:: Problems to work on ::
**A.** Decide whether each statement agrees with the blog excerpt, answering yes or no and quoting the deciding words: (i) Dr. Brain told the writer to focus on the heart. (ii) Strange things had been happening to the writer's body for ten years. (iii) Readers may leave an anonymous comment.
**B.** Pick up the blog excerpt after its final sentence and continue it.

:: Document extract ::
□ □ □ □ □ □ □

I started to grasp for answers, because weird things had been happening to my body for five years and I was sick of it. I asked him about my symptoms and I pointed out the similarities to MS.

He started to blow me off and I got angry. I raised my voice enough to disturb his assistants working in the next room.

I would be embarrassed about my behaviour if it hadn’t forced the doctor to look up. The tone of my voice snapped him awake. Wait, he might have thought, this is a real person.

Dr. Brain softened. When he looked up at me he showed true empathy. He, of all specialists, is used to people who have gone for years without a diagnosis and without relief. And that’s when he told me there was something odd about my sleep study results.

Focus on your heart, he said. There are too many extra beats.

Friday, February 5, 2010

Feedback

Hi guys,

Thanks for reading my blog so far. Your comments have encouraged me to keep writing. In some cases your feedback has helped me understand why I do the things I do. Check out the comments on Portable Fences

I'm about half way through my story now, and very close to revealing the real diagnosis. But before I write about it, I want to get some feedback from you.

A co-worker friend who reads my blog recently asked me when she was going to find out what the heck was wrong with me. She wants to know right now!

What about you guys? Do you want to read about the diagnosis in my next post or two? Do you have any questions about Fibromyalgia or my symptoms or my thoughts and feelings before I move forward with the story?

Let me know. Don't forget, you can leave an anonymous comment, or you can send an e-mail to mckay_jenn@hotmail.com

Talk to you soon,

Jenn

Wednesday, February 3, 2010

At A Loss

Some people are social butterflies. I am a snail. Or maybe a tortoise. I’m not slimy, but I’m not convinced that slow and steady wins the race, either.

□ □ □ □ □ □ □

Point-per-instance localization data

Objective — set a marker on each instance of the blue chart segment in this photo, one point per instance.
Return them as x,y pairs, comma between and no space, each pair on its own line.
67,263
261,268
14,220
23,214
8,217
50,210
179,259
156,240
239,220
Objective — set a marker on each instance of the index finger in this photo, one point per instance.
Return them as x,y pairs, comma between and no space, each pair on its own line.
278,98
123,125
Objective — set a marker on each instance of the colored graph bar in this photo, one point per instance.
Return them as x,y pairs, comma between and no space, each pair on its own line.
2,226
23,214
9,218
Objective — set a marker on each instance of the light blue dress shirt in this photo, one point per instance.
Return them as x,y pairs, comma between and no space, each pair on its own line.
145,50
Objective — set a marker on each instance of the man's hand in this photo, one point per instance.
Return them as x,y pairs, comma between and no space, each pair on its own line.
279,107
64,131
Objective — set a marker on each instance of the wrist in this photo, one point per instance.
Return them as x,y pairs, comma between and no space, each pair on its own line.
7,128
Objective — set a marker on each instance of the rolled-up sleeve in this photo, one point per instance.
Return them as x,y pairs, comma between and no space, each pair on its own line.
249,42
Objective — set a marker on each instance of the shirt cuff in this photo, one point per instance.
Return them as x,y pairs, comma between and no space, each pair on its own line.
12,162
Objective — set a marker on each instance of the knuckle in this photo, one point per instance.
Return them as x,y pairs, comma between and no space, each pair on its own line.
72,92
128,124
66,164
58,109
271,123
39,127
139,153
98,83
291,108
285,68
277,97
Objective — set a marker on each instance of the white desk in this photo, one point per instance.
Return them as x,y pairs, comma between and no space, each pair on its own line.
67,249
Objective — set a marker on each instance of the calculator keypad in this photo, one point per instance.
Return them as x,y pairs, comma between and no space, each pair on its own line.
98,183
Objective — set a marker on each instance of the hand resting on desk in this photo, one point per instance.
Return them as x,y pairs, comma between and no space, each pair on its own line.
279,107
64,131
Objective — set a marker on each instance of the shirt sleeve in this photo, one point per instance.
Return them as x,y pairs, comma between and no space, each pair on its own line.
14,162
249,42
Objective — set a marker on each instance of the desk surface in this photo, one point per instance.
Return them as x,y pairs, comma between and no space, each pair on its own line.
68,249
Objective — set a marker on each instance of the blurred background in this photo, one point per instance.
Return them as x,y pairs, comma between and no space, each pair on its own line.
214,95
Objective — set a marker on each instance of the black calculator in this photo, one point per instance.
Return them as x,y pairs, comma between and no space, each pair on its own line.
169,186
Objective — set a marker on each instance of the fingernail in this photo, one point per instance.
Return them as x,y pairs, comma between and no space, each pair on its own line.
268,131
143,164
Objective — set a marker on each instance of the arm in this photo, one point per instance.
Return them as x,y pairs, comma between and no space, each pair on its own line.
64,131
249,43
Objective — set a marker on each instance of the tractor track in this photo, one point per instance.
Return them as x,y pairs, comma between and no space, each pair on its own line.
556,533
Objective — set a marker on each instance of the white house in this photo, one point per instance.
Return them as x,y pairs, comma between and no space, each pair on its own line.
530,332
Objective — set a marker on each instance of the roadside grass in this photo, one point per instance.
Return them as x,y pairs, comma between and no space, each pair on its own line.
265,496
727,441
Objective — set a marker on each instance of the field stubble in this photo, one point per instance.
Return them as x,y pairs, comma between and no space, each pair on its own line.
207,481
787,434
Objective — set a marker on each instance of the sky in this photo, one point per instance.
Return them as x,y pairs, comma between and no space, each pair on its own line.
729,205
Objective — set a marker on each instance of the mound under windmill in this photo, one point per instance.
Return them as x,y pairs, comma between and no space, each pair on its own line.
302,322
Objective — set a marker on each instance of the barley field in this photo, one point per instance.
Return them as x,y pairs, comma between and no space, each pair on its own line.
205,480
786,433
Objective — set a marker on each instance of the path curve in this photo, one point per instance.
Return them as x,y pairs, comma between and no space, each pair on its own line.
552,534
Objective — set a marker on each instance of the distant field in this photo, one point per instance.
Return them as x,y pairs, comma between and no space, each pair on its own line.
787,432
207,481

□ □ □ □ □ □ □

:: Results by task ::
**A.**
(i) Yes: "Focus on your heart, he said."
(ii) No: "weird things had been happening to my body for five years"
(iii) Yes: "you can leave an anonymous comment"

**B.**
My misguided philosophy as a teen was shit or be shat on. Don’t steal that; I want to put it on a t-shirt. The attitude served me well in grade nine when we were all sizing each other up. Looking back, I see why adults tried to enlighten me about the colour grey.

Grey is beautiful. It makes my eyes pop. And there’s that whole vast-world-between-black-and-white thing, too. We all live there, though we don’t always know it or like it. Murder can be self-defence, stolen food can be fed to hungry children and adultery can stem from a loveless marriage.

Grey can be dark. It’s why gay couples are still denied the same rights as other couples in many parts of the world; it is racism passed down from generation to generation; and women in burkas.

Those abstract ideas and those moral decisions, easily debated over coffee, were the closest I got to grey in my teens. I never had to shoot a gun in self-defence or fear that going bare-faced would evoke the inevitable lust of a man.

I had the energy to think about that stuff because I thought daily life was black and white. She was a bitch to me, so I’ll be a bitch to her. He lied to me, I have to dump him. I skipped too many afternoon classes and I was kicked out of biology.

Then, on the cusp of adulthood, I got sick. A grey-green twister ripped through my life, pulled me into the air and kept me suspended for years. On my best days, I didn’t have the energy to maintain a social life and on my worst days, I didn’t have the capacity to understand intentions. It was hard to make new friends.

I’ve always been a tortoise, though, so I can’t blame my illness for that, just for the stagnant years in my twenties. I was a bookworm, not a hop scotch princess. And when I was seventeen, my girlfriend told a woman that Biggie’s song ‘Me and My Bitch’ was about a dog. I whispered to her, “really?” She rolled her eyes and answered, “ No, not really, Jenn.”

I had a long way to go before I got sick, and I’m way behind now that I’m better.

The twister left me at a loss. My teen strategies are pathetic and ineffective. When I’m insulted, I know snide comments might announce my frustration and possibly make me feel better, but won’t resolve anything. The urge to insult back is the karma crusader in me. Since I vowed to fold the cape, I have to come up with a different strategy.

Grey currently represents a mystery illness that takes away my brain and body functions one after the other. I am terrified to go back into that dark funnel. But I’m not sure that black and white exist.